**THE PROBLEM**
Quote the records that follow in full and exactly; leave out the pictures.

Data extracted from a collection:
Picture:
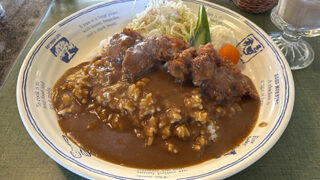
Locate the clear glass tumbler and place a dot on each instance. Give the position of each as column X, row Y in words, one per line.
column 296, row 18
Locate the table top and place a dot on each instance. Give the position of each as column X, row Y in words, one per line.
column 295, row 156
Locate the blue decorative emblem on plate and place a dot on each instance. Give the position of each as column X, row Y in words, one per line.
column 250, row 46
column 74, row 152
column 64, row 50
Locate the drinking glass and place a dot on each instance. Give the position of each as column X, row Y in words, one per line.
column 2, row 12
column 296, row 18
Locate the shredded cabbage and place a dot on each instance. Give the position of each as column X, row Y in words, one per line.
column 165, row 17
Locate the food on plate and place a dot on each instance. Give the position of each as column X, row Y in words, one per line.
column 163, row 17
column 201, row 33
column 230, row 52
column 154, row 101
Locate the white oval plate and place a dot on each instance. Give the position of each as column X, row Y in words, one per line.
column 70, row 42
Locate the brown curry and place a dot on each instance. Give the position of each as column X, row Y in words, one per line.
column 155, row 103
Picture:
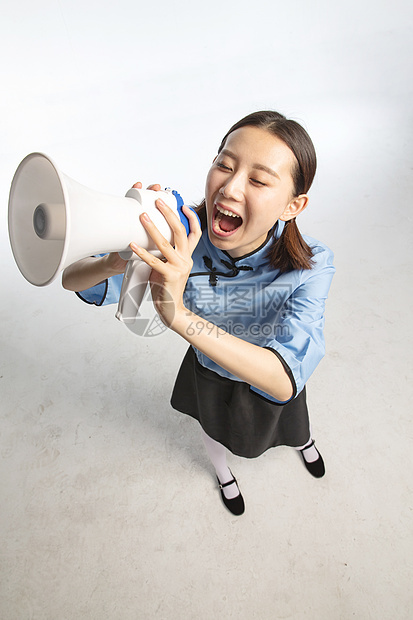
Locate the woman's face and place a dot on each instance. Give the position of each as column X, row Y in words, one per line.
column 248, row 188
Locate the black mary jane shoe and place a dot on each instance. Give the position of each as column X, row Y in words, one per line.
column 236, row 504
column 316, row 468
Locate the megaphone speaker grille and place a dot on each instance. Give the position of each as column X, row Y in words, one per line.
column 37, row 200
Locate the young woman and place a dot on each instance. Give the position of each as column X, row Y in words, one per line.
column 247, row 292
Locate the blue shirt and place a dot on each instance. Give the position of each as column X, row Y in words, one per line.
column 247, row 298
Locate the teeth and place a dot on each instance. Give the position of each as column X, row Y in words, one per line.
column 226, row 212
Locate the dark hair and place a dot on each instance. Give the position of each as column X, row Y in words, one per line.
column 289, row 251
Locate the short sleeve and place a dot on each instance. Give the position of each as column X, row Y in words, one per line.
column 299, row 340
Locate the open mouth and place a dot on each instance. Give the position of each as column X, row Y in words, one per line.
column 224, row 221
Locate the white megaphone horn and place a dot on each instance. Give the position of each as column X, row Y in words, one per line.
column 55, row 221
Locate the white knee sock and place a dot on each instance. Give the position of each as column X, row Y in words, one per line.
column 218, row 456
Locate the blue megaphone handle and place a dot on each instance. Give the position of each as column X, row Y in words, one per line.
column 183, row 218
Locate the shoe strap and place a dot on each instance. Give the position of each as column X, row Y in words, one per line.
column 309, row 446
column 226, row 484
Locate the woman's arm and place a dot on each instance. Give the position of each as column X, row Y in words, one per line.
column 253, row 364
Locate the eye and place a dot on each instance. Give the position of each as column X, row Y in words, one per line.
column 256, row 182
column 222, row 166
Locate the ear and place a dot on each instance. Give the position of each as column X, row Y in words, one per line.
column 295, row 207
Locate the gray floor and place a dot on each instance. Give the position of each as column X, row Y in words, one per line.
column 110, row 508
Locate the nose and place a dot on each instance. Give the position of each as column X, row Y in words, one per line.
column 233, row 188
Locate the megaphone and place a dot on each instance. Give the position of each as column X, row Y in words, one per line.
column 55, row 221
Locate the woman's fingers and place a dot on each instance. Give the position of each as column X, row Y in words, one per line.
column 149, row 259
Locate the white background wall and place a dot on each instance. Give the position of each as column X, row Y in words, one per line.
column 117, row 92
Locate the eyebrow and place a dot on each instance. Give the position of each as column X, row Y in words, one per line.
column 255, row 166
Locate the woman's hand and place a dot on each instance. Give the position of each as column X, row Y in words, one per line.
column 169, row 275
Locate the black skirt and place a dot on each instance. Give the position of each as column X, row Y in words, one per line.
column 235, row 416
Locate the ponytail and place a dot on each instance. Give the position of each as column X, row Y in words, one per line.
column 290, row 251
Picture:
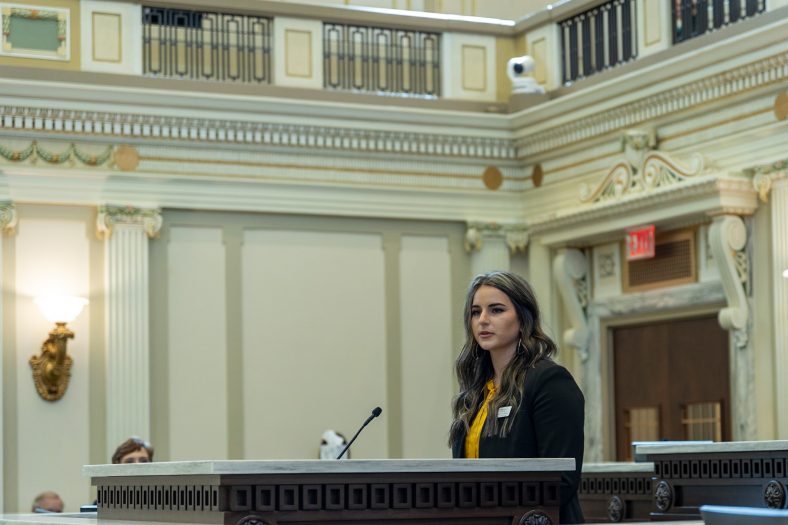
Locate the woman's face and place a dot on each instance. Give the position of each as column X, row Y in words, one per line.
column 494, row 321
column 138, row 456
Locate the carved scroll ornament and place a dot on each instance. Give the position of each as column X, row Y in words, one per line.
column 570, row 268
column 643, row 170
column 728, row 239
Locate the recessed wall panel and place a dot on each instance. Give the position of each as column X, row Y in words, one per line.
column 197, row 345
column 52, row 438
column 427, row 353
column 314, row 342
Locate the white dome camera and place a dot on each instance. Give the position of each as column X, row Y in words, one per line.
column 519, row 69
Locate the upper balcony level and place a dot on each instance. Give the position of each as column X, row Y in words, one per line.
column 360, row 55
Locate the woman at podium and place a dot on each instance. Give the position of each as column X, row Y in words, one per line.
column 514, row 400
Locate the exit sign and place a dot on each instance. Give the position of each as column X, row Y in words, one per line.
column 640, row 243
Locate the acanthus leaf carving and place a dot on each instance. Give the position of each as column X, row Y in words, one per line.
column 8, row 218
column 148, row 218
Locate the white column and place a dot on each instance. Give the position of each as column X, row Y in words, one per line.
column 126, row 232
column 779, row 205
column 7, row 225
column 490, row 245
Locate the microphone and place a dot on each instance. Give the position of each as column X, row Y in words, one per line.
column 375, row 413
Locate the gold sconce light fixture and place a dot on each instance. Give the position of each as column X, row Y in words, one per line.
column 52, row 367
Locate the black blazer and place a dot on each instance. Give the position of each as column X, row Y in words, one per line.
column 548, row 424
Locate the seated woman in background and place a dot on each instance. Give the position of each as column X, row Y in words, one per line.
column 47, row 502
column 514, row 400
column 133, row 450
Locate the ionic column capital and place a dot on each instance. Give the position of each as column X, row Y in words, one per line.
column 515, row 235
column 764, row 177
column 148, row 219
column 8, row 218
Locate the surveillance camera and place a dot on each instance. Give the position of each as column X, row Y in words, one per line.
column 518, row 69
column 520, row 66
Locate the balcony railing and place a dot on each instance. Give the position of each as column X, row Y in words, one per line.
column 598, row 39
column 696, row 17
column 206, row 46
column 381, row 60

**ANSWER AREA**
Picture:
Locate the clear glass tumbler and place a dot on each instance. Give the position of each as column X, row Y in words, one per line.
column 296, row 18
Locate the table top and place a dot on each instance. Give the position of each as column X, row Y in words, one per line.
column 295, row 156
Locate the blue decorative emblem on plate and place a dot on each instance. Give the position of each as column X, row Y in words, one per line.
column 250, row 46
column 74, row 152
column 64, row 50
Locate the drinking glass and place a dot on each instance. Give the position of each as column X, row Y in words, one per line.
column 2, row 12
column 296, row 18
Locate the shredded cabbage and place a dot on each instance. Give the position of each as column X, row Y in words, one per line.
column 165, row 17
Locate the food on plate and place a dot on each instance. Give the position of each as column X, row Y in words, one per line.
column 163, row 17
column 201, row 33
column 230, row 52
column 154, row 101
Locate the white oval plate and place a dot on each instance. Give the position of each as column X, row Y in words, one per line.
column 70, row 42
Locate the brown curry and place a dot on each instance. Give the position of each as column X, row Y in words, one per line.
column 155, row 103
Picture:
Locate the woman's face and place a dot on each instance. Give the position of each as column X, row Y in words, one per line.
column 248, row 188
Locate the black mary jane shoe and place a dot on each instance. Give the position of each as column X, row Y in words, one per line.
column 236, row 504
column 316, row 468
Locate the megaphone speaker grille and place a dot on each instance. Give the position of each as column X, row Y in words, one per line.
column 37, row 200
Locate the young woman and place a dot on each instance. Give the position of each as column X, row Y in words, one per line.
column 247, row 292
Locate the blue shirt and place a dot on each instance. Give the position of each as column X, row Y in words, one per line.
column 247, row 298
Locate the teeth and place a dot on each instance. Give the position of each as column X, row Y in words, one per line.
column 226, row 212
Locate the dark hair and place a dot on each instance. Give the position of each as column X, row Y in words, one per line.
column 289, row 251
Locate the short sleeve and place a dot on each instance. Give the position of each as column X, row Y in words, one per line.
column 299, row 340
Locate the open mouth and place a dot on each instance. Give the position of each as column X, row Y in words, one per line.
column 224, row 221
Locate the white megaphone horn and place a dot on each instance. Give the position of each as column X, row Y in words, one per line.
column 55, row 221
Locate the white knee sock and place a dot on each instance. Give the position of each as column X, row Y in words, one per line.
column 218, row 456
Locate the blue megaphone handle and place a dot on each instance. Give the position of each as column X, row Y in words, one per line.
column 183, row 218
Locate the shoe strap and place a dot on each instance. Give the position of each as column X, row Y in words, one per line.
column 309, row 446
column 226, row 484
Locate the woman's arm and place a dot on each instance. Give the position of each as column X, row Y in words, one per line.
column 253, row 364
Locate the eye and place a dot on each instance. Give the position of each as column X, row Y in words, one per line.
column 256, row 182
column 222, row 166
Locate the ear and place a dot on each instance. Give the position of each as column X, row Y in words, one per line.
column 295, row 207
Locate the gray floor and place a dot on each instance. Give the position of each as column X, row Y in words, one per line.
column 110, row 508
Locate the nose and place a dot on each instance. Give the position of each as column X, row Y in words, one per line.
column 233, row 188
Locate the megaphone and place a dot on each instance. Give the position of each as column X, row Y in words, one per line.
column 55, row 221
Locate the woman's fingers and place a dot on each instance. Give the position of each as column X, row Y in words, one per line.
column 149, row 259
Locate the white background wall and place a dot on each instance. Give the position of each as column X, row Y in words, one per line.
column 117, row 92
Locate the eyebrow and place a dot on each instance. Give the position of each as column X, row Y in words, one per line.
column 255, row 166
Locate the woman's hand and place a dot on each instance. Give the position of each as column X, row Y in words, one per line.
column 169, row 275
Locate the black skirt and place a dot on each instance. Give the position of each as column X, row Y in words, one per line.
column 235, row 416
Locate the ponytail and place a dot on each instance. Give the position of each as column X, row Y in words, one per line.
column 290, row 251
Picture:
Locate the woman's face and place a dot on each instance. Give the position of each as column X, row Y in words, one per line.
column 494, row 321
column 138, row 456
Locate the carved scroll ornament and place a dot on each instance. Give the position of each as column X, row Y in words, one per line.
column 570, row 268
column 643, row 170
column 728, row 239
Locate the recessed wall panel and place a dot on each instance. Give the position of each as column X, row Y in words, one per line.
column 197, row 345
column 52, row 438
column 427, row 353
column 314, row 342
Locate the white dome camera and place a dot on each instance. Give the position of each as column X, row Y in words, one per line.
column 519, row 69
Locate the upper balcony level and place a dot on each instance. Give the position of each as column X, row Y in words, one per line.
column 360, row 55
Locate the woman at podium and place a dot on each instance. Give the position of each as column X, row Y in words, one per line.
column 514, row 400
Locate the exit sign and place a dot on each instance. Give the position of each as column X, row Y in words, one per line.
column 640, row 243
Locate the acanthus leaf carving and place a dot on each instance. Give the position of each as column X, row Y in words, one per line.
column 8, row 218
column 148, row 218
Locate the white column and place a dot on each instance. Give the position of each as column X, row Y in words, one per line.
column 126, row 232
column 779, row 205
column 7, row 225
column 490, row 245
Locate the microphone and place a dot on each instance. Give the position of each as column X, row Y in words, one per line.
column 375, row 413
Locate the gold sconce light fixture and place a dot on each instance. Give the position of each as column X, row Y in words, one per line.
column 52, row 367
Locate the black blazer and place a dot on each instance. Give the position of each as column X, row Y in words, one per line.
column 548, row 424
Locate the seated woman in background and place a dot on each instance. Give the position of each as column X, row Y in words, one per line.
column 47, row 502
column 514, row 400
column 133, row 450
Locate the ionic column capital and place a dot on each instance. Give the position of each as column X, row Y in words, one per line.
column 515, row 235
column 764, row 177
column 148, row 219
column 8, row 218
Locate the surveillance camera and place a dot on each instance. Give the position of each as column X, row Y in words, one per line.
column 518, row 69
column 520, row 66
Locate the balcony railing and place a dot on each instance. Give the position of each as column X, row Y in words, one per line.
column 598, row 39
column 696, row 17
column 206, row 46
column 381, row 60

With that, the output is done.